(Items from a data source)

------------------------------------------------

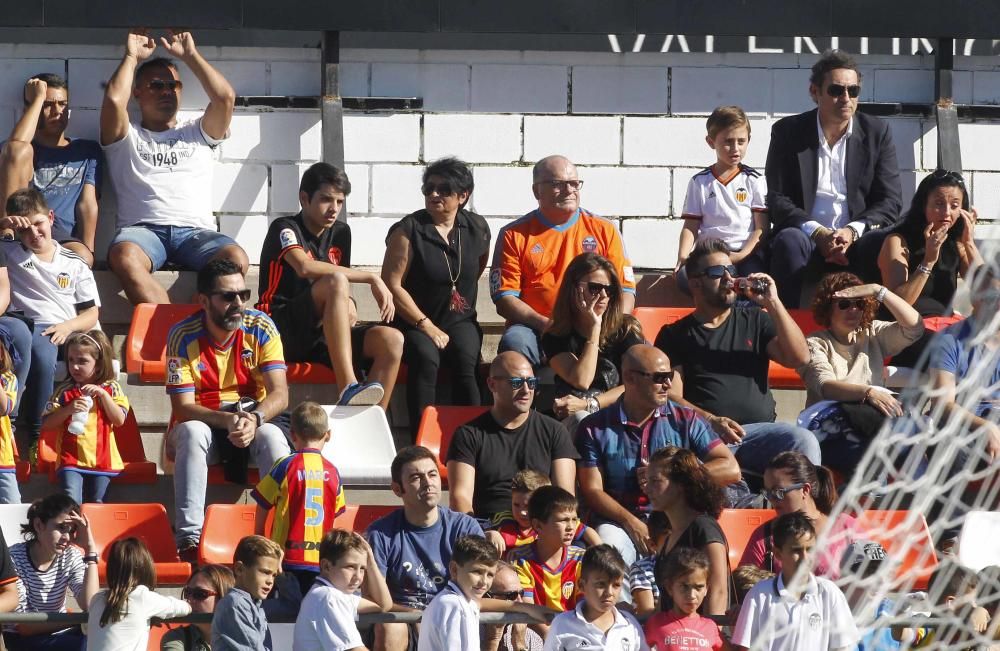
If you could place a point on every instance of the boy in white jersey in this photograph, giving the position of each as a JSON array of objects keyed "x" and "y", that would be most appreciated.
[
  {"x": 726, "y": 200},
  {"x": 53, "y": 287}
]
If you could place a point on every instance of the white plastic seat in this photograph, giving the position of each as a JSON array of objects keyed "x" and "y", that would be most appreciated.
[
  {"x": 977, "y": 542},
  {"x": 360, "y": 445}
]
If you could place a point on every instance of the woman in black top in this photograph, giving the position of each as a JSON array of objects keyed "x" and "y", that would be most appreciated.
[
  {"x": 433, "y": 261},
  {"x": 587, "y": 337},
  {"x": 678, "y": 484},
  {"x": 923, "y": 257}
]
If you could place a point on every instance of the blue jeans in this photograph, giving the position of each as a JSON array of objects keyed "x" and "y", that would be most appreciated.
[
  {"x": 74, "y": 483},
  {"x": 522, "y": 339},
  {"x": 195, "y": 451},
  {"x": 185, "y": 246}
]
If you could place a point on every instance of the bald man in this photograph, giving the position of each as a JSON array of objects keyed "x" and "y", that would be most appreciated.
[
  {"x": 532, "y": 253},
  {"x": 488, "y": 451},
  {"x": 616, "y": 441}
]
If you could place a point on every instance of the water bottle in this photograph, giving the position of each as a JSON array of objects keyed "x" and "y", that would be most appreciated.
[{"x": 79, "y": 420}]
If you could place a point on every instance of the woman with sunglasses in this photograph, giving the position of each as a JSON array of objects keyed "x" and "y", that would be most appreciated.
[
  {"x": 433, "y": 261},
  {"x": 793, "y": 483},
  {"x": 206, "y": 586},
  {"x": 846, "y": 399},
  {"x": 587, "y": 337},
  {"x": 923, "y": 257},
  {"x": 50, "y": 565}
]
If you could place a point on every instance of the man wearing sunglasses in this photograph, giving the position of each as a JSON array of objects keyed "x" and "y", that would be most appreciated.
[
  {"x": 162, "y": 170},
  {"x": 532, "y": 253},
  {"x": 832, "y": 179}
]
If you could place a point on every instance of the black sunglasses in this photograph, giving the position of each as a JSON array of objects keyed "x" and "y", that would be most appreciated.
[
  {"x": 517, "y": 382},
  {"x": 230, "y": 297},
  {"x": 443, "y": 189},
  {"x": 836, "y": 90},
  {"x": 717, "y": 271},
  {"x": 659, "y": 377}
]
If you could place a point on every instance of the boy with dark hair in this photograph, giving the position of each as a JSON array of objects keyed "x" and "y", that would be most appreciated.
[
  {"x": 596, "y": 623},
  {"x": 305, "y": 492},
  {"x": 305, "y": 285},
  {"x": 549, "y": 567},
  {"x": 326, "y": 620},
  {"x": 239, "y": 623},
  {"x": 795, "y": 610}
]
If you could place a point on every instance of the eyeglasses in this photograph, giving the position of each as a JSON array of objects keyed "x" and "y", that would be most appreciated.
[
  {"x": 443, "y": 189},
  {"x": 517, "y": 382},
  {"x": 847, "y": 303},
  {"x": 778, "y": 494},
  {"x": 230, "y": 297},
  {"x": 160, "y": 85},
  {"x": 717, "y": 271},
  {"x": 197, "y": 594},
  {"x": 659, "y": 377},
  {"x": 836, "y": 90},
  {"x": 574, "y": 184}
]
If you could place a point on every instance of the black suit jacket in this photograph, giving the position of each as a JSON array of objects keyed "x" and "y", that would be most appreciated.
[{"x": 873, "y": 191}]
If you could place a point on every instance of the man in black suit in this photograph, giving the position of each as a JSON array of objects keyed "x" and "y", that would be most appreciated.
[{"x": 832, "y": 180}]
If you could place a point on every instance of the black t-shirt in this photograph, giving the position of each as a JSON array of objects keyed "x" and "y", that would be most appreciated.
[
  {"x": 725, "y": 368},
  {"x": 609, "y": 357},
  {"x": 498, "y": 454},
  {"x": 429, "y": 277},
  {"x": 278, "y": 281}
]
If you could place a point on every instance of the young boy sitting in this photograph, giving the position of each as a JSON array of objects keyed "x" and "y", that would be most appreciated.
[
  {"x": 239, "y": 622},
  {"x": 50, "y": 285},
  {"x": 596, "y": 623},
  {"x": 795, "y": 610},
  {"x": 549, "y": 568},
  {"x": 514, "y": 526},
  {"x": 305, "y": 492},
  {"x": 326, "y": 618}
]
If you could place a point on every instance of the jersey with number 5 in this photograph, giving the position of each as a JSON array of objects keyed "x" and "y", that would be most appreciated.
[{"x": 305, "y": 492}]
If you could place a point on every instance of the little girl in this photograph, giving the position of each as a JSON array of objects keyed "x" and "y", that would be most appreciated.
[
  {"x": 119, "y": 616},
  {"x": 87, "y": 460},
  {"x": 684, "y": 576}
]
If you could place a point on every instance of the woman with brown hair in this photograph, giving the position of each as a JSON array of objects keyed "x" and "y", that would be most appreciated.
[
  {"x": 587, "y": 337},
  {"x": 678, "y": 484},
  {"x": 846, "y": 398}
]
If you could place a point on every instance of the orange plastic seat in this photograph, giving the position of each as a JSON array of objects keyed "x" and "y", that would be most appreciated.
[
  {"x": 149, "y": 523},
  {"x": 137, "y": 469},
  {"x": 437, "y": 425},
  {"x": 739, "y": 525}
]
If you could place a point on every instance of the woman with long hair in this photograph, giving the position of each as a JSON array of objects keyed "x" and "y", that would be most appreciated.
[
  {"x": 793, "y": 483},
  {"x": 678, "y": 484},
  {"x": 923, "y": 257},
  {"x": 587, "y": 337}
]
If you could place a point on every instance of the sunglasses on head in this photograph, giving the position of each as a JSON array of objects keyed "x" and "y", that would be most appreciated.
[
  {"x": 230, "y": 297},
  {"x": 836, "y": 90}
]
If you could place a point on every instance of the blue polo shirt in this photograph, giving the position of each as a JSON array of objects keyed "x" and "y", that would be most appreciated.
[{"x": 606, "y": 440}]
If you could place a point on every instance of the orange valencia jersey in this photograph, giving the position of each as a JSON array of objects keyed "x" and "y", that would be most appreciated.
[
  {"x": 94, "y": 451},
  {"x": 531, "y": 255}
]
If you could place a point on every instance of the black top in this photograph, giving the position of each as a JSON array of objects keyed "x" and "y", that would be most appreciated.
[
  {"x": 498, "y": 454},
  {"x": 725, "y": 368},
  {"x": 278, "y": 281},
  {"x": 609, "y": 357},
  {"x": 703, "y": 530},
  {"x": 428, "y": 280}
]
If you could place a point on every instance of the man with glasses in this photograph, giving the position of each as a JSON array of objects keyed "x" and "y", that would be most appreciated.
[
  {"x": 832, "y": 178},
  {"x": 486, "y": 453},
  {"x": 162, "y": 170},
  {"x": 532, "y": 253},
  {"x": 615, "y": 444},
  {"x": 226, "y": 381},
  {"x": 721, "y": 354}
]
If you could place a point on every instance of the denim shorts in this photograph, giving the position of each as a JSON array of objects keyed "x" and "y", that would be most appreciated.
[{"x": 187, "y": 247}]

------------------------------------------------

Write out every line of the data above verbatim, leaving out the pictures.

## RESPONSE TO THE TASK
If you could place a point on every instance of the boy in white jersey in this photograph, giving the position of each as a JSON array of objects keyed "x" and "y", that would be most appreciated.
[
  {"x": 726, "y": 200},
  {"x": 53, "y": 287}
]
If you could place a point on every instance of the white plastic seat in this photograph, giving the position of each as a JSON array of objects keyed "x" and "y", that would be most appreciated.
[
  {"x": 977, "y": 542},
  {"x": 360, "y": 445}
]
If you could place a point on every instance of the woman in black top in this photograph, giving the position of each as a JSON array of objects keyed "x" and "y", that would be most appreciated.
[
  {"x": 433, "y": 261},
  {"x": 587, "y": 337},
  {"x": 678, "y": 484},
  {"x": 923, "y": 257}
]
If you could place a point on every instance of the blue jeans in this photograph, giving the position of each as a JSON array of objects keyed "x" and "y", that would be most appreciated.
[
  {"x": 74, "y": 483},
  {"x": 522, "y": 339},
  {"x": 195, "y": 451},
  {"x": 185, "y": 246}
]
If you could place a point on every instance of the bald man in this photograph, giving the position of each as a JSON array of objects keyed "x" and "y", that would be most appreciated.
[
  {"x": 532, "y": 253},
  {"x": 488, "y": 451},
  {"x": 616, "y": 441}
]
If you could place a point on every instance of the water bottle in this photograph, giving the position of each as a JSON array of objects keyed "x" and "y", that would be most appreciated.
[{"x": 79, "y": 420}]
If you could place a point on every instance of the woman with sunglasses in this photograph, giving the position of each as a JSON array of objects keyed "x" and "y", that would be most appreciated.
[
  {"x": 433, "y": 261},
  {"x": 793, "y": 483},
  {"x": 206, "y": 586},
  {"x": 846, "y": 399},
  {"x": 587, "y": 337},
  {"x": 923, "y": 257},
  {"x": 50, "y": 565}
]
If you could place a point on every instance of the man wearing sunglasses in this photograph, giving the position of each as a JSON array of objects keyed "x" and "y", that would be most appreciated.
[
  {"x": 162, "y": 170},
  {"x": 532, "y": 253},
  {"x": 832, "y": 179}
]
If you could place a point on every instance of the black sunglasses in this photograph, giving the position of each as a JSON array of objects keyed "x" and "y", that would be most appreciated.
[
  {"x": 517, "y": 382},
  {"x": 230, "y": 297},
  {"x": 443, "y": 189},
  {"x": 836, "y": 90},
  {"x": 717, "y": 271},
  {"x": 659, "y": 377}
]
If you could place a point on every instance of the boy with dark hair in this photograph, giving the position of each as a JSON array of objects keyed "x" and "y", that would be most appreciated.
[
  {"x": 596, "y": 623},
  {"x": 305, "y": 492},
  {"x": 305, "y": 285},
  {"x": 549, "y": 567},
  {"x": 326, "y": 620},
  {"x": 239, "y": 623},
  {"x": 795, "y": 610}
]
If you could place a point on every instance of the eyeglasses in this photograph, giving the position of each as a JSON array of objects keyed "x" and "y", that would be most appreciated.
[
  {"x": 443, "y": 189},
  {"x": 517, "y": 382},
  {"x": 847, "y": 303},
  {"x": 778, "y": 494},
  {"x": 230, "y": 297},
  {"x": 160, "y": 85},
  {"x": 717, "y": 271},
  {"x": 197, "y": 594},
  {"x": 659, "y": 377},
  {"x": 836, "y": 90},
  {"x": 574, "y": 184}
]
If you could place a point on every instance of the black suit jacket in this photograph, giving the position of each as a JSON array of objects keyed "x" and "y", that would be most appreciated.
[{"x": 873, "y": 191}]
If you could place a point on every instance of the man in black suit in this photograph, giving the position of each as a JSON array of objects keyed "x" and "y", that would be most appreciated.
[{"x": 832, "y": 180}]
If you could place a point on every instance of the black t-shirt in this photograph, giving the position of each as a JSON array of objects keyed "x" and "y", that would be most appreciated.
[
  {"x": 725, "y": 368},
  {"x": 609, "y": 357},
  {"x": 498, "y": 454},
  {"x": 429, "y": 277},
  {"x": 278, "y": 281}
]
If you could place a point on every instance of the young boy sitting in this photograph, giving the position of each as a JSON array of objects keyed "x" and "y", that would be most appreciated.
[
  {"x": 239, "y": 622},
  {"x": 50, "y": 285},
  {"x": 596, "y": 623},
  {"x": 795, "y": 610},
  {"x": 549, "y": 568},
  {"x": 514, "y": 526},
  {"x": 305, "y": 492},
  {"x": 326, "y": 618}
]
If you could place a point on every instance of the jersey with number 5 in this photograph, giving the position of each as a JSON array of objects keyed "x" and "y", that would be most appreciated.
[{"x": 305, "y": 492}]
If you could place a point on every instance of the little girl in this photograph, giving the position of each as a JSON array of objects keyed "x" and "y", that would be most appreciated.
[
  {"x": 119, "y": 616},
  {"x": 87, "y": 460},
  {"x": 684, "y": 576}
]
If you could place a point on every instance of the woman with brown hair in this photograph, giving the position of each as a JSON array of objects keyed "x" and "y", that would be most appreciated.
[
  {"x": 587, "y": 337},
  {"x": 678, "y": 484},
  {"x": 846, "y": 398}
]
If you could place a point on every instance of the orange plastic seat in this photograph, giving the position of each as a JSON array of objects keyed "x" and "y", that would be most appreciated.
[
  {"x": 149, "y": 523},
  {"x": 137, "y": 469},
  {"x": 437, "y": 425},
  {"x": 739, "y": 525}
]
If you could place a point on every instance of the woman with long hair in this photograph, giving the position of each as a JSON array of objects keyed "x" and "y", that would be most appreciated.
[
  {"x": 793, "y": 483},
  {"x": 678, "y": 484},
  {"x": 923, "y": 257},
  {"x": 587, "y": 337}
]
If you could place a point on every instance of the sunglasses on head in this photograph, giving the position of each as a JSON array of objects keyed "x" and "y", that would be most appreciated.
[
  {"x": 230, "y": 297},
  {"x": 836, "y": 90}
]
If you could place a point on every instance of the blue polo shirt in this photograph, giving the position of each as a JSON array of objects keyed "x" and "y", that would be most appreciated.
[{"x": 606, "y": 440}]
If you could place a point on every instance of the orange valencia jersey in this photograph, giving the position of each as a JSON array of objects keyed "x" and "y", that would be most appreciated.
[
  {"x": 94, "y": 451},
  {"x": 531, "y": 255}
]
If you could place a point on every instance of the black top in this photograph, giving the position of each as a JSON array of objects keyed "x" and "y", that would be most appreciated.
[
  {"x": 498, "y": 454},
  {"x": 725, "y": 368},
  {"x": 278, "y": 281},
  {"x": 609, "y": 357},
  {"x": 703, "y": 530},
  {"x": 428, "y": 280}
]
If you could place a point on every instance of the man with glasses in this photograph, giving the position of each as a JSON array of objects keyed "x" and "y", that would be most appreciated.
[
  {"x": 832, "y": 178},
  {"x": 486, "y": 453},
  {"x": 162, "y": 170},
  {"x": 532, "y": 253},
  {"x": 615, "y": 444},
  {"x": 226, "y": 381},
  {"x": 721, "y": 354}
]
If you could place a point on every instance of the denim shorts in this photograph, giving the position of each as a JSON array of objects keyed "x" and "y", that would be most appreciated.
[{"x": 187, "y": 247}]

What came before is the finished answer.